• [Task requirements] Reproduce every one of the following rows word for word, leaving each line unaltered.

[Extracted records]
::::::

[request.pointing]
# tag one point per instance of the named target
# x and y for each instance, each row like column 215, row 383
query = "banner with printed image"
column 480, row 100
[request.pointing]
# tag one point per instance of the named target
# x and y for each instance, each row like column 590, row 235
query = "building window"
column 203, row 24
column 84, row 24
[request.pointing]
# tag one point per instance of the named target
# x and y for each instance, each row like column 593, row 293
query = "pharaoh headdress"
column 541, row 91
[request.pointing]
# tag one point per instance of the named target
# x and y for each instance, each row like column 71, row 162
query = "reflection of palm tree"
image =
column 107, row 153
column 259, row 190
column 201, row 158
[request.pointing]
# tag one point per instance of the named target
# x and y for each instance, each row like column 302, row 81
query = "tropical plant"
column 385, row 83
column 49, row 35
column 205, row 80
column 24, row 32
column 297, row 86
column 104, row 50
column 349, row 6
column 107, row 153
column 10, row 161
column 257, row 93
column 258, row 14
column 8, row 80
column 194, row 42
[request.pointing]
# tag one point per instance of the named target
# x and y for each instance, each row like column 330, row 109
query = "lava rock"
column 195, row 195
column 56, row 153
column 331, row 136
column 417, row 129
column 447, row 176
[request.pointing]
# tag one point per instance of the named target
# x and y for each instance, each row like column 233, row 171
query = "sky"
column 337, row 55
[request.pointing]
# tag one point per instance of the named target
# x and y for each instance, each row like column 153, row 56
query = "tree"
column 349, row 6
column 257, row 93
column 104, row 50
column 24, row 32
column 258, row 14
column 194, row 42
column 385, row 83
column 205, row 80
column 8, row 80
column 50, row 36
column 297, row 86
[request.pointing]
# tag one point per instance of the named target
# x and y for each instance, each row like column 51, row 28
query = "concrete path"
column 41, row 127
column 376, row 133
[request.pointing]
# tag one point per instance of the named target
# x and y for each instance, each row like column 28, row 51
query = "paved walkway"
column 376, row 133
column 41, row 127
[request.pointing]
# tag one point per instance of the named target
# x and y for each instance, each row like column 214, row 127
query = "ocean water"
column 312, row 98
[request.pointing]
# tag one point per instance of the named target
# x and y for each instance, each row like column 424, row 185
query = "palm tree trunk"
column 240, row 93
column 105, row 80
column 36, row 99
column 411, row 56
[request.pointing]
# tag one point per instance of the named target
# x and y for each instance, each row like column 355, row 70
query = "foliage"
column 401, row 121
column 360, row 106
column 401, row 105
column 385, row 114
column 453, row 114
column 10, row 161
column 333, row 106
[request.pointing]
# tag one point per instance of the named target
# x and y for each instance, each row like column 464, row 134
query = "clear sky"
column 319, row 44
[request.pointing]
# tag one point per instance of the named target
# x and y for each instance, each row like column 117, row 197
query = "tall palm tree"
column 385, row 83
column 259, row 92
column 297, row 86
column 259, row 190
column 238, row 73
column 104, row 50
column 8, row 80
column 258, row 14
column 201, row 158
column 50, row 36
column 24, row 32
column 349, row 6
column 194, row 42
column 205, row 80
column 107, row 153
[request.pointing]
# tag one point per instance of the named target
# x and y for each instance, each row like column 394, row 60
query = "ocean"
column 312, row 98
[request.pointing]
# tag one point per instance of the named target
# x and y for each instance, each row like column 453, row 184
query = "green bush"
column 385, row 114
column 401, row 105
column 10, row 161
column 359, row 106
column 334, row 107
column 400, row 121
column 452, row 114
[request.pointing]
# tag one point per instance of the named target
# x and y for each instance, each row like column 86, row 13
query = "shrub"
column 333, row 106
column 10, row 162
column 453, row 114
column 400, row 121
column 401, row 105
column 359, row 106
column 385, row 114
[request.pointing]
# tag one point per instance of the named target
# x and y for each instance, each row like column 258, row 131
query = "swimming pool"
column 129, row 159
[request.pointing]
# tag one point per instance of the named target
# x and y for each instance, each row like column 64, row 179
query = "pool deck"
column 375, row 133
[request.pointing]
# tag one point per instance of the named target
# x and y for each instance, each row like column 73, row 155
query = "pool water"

::::::

• [Worked solution]
[request.pointing]
# tag one point per instance of the named target
# x and y for each instance, each row like column 215, row 383
query = "banner with printed image"
column 480, row 100
[request.pointing]
# tag one point per instance of the named target
# x and y for each instance, each row like column 590, row 235
query = "building window"
column 203, row 24
column 84, row 24
[request.pointing]
# tag one point per instance of the named target
# x and y for each instance, each row like column 593, row 293
query = "pharaoh headdress"
column 541, row 91
[request.pointing]
# tag one point per instance of the named target
# x and y for each instance, each row like column 71, row 162
query = "reflection of palm tree"
image =
column 107, row 153
column 259, row 190
column 201, row 158
[request.pointing]
# tag one point per instance of the named target
# x and y for each instance, each row like column 302, row 81
query = "tropical plant"
column 385, row 83
column 49, row 35
column 205, row 80
column 24, row 32
column 297, row 86
column 104, row 50
column 349, row 6
column 107, row 153
column 10, row 161
column 257, row 93
column 258, row 14
column 8, row 80
column 194, row 42
[request.pointing]
# tag one point per instance of the named target
# x and y for each instance, each row like column 330, row 109
query = "lava rock"
column 195, row 195
column 56, row 153
column 331, row 136
column 417, row 129
column 447, row 176
[request.pointing]
# tag one point per instance of the named target
# x and y for each instance, each row like column 233, row 171
query = "sky"
column 337, row 55
[request.pointing]
# tag one point per instance of the named target
# x and y for each instance, each row like column 153, row 56
query = "tree"
column 349, row 6
column 257, row 93
column 104, row 50
column 24, row 32
column 258, row 14
column 194, row 42
column 385, row 83
column 205, row 80
column 8, row 80
column 50, row 36
column 297, row 86
[request.pointing]
# tag one point per instance of the named target
# x and y for each instance, each row like column 51, row 28
query = "concrete path"
column 41, row 127
column 376, row 133
[request.pointing]
# tag one point per instance of the named target
# x and y for each instance, each row like column 28, row 51
query = "paved walkway"
column 376, row 133
column 41, row 127
[request.pointing]
# tag one point per instance of the named target
# x and y for each instance, each row like column 214, row 127
query = "ocean water"
column 312, row 98
[request.pointing]
# tag one point per instance of the named target
# x and y for each instance, each row like column 424, row 185
query = "palm tree trunk"
column 240, row 93
column 105, row 80
column 36, row 99
column 411, row 56
[request.pointing]
# tag one point per instance of the named target
# x and y for each instance, each row like column 355, row 70
query = "foliage"
column 401, row 121
column 360, row 106
column 401, row 105
column 385, row 114
column 453, row 114
column 10, row 161
column 333, row 106
[request.pointing]
# tag one point per instance of the named target
# x and y for each instance, each row like column 464, row 134
query = "clear sky"
column 319, row 44
[request.pointing]
# tag one point per instance of the named target
# x and y for each instance, each row like column 117, row 197
query = "tall palm tree"
column 385, row 83
column 259, row 92
column 297, row 86
column 259, row 190
column 238, row 73
column 104, row 50
column 8, row 80
column 258, row 14
column 201, row 158
column 50, row 36
column 24, row 32
column 349, row 6
column 194, row 42
column 205, row 80
column 107, row 153
[request.pointing]
# tag one point per instance of the named target
# x and y for each instance, each row like column 394, row 60
query = "ocean"
column 312, row 98
[request.pointing]
# tag one point per instance of the named target
# x and y for each instance, each row like column 453, row 184
query = "green bush"
column 385, row 114
column 401, row 105
column 10, row 161
column 359, row 106
column 334, row 107
column 400, row 121
column 452, row 114
[request.pointing]
# tag one point per instance of the named target
# x and y for each instance, each row like column 86, row 13
query = "shrub"
column 333, row 106
column 10, row 162
column 453, row 114
column 400, row 121
column 401, row 105
column 359, row 106
column 385, row 114
[request.pointing]
# tag one point per instance of the named target
# x and y for each instance, each row like column 258, row 131
query = "swimming pool"
column 129, row 159
[request.pointing]
# tag one point per instance of the named target
# x and y for each instance, each row like column 64, row 179
query = "pool deck"
column 375, row 133
[request.pointing]
# tag one point per instance of the named target
# x and y for each instance, each row like column 73, row 155
query = "pool water"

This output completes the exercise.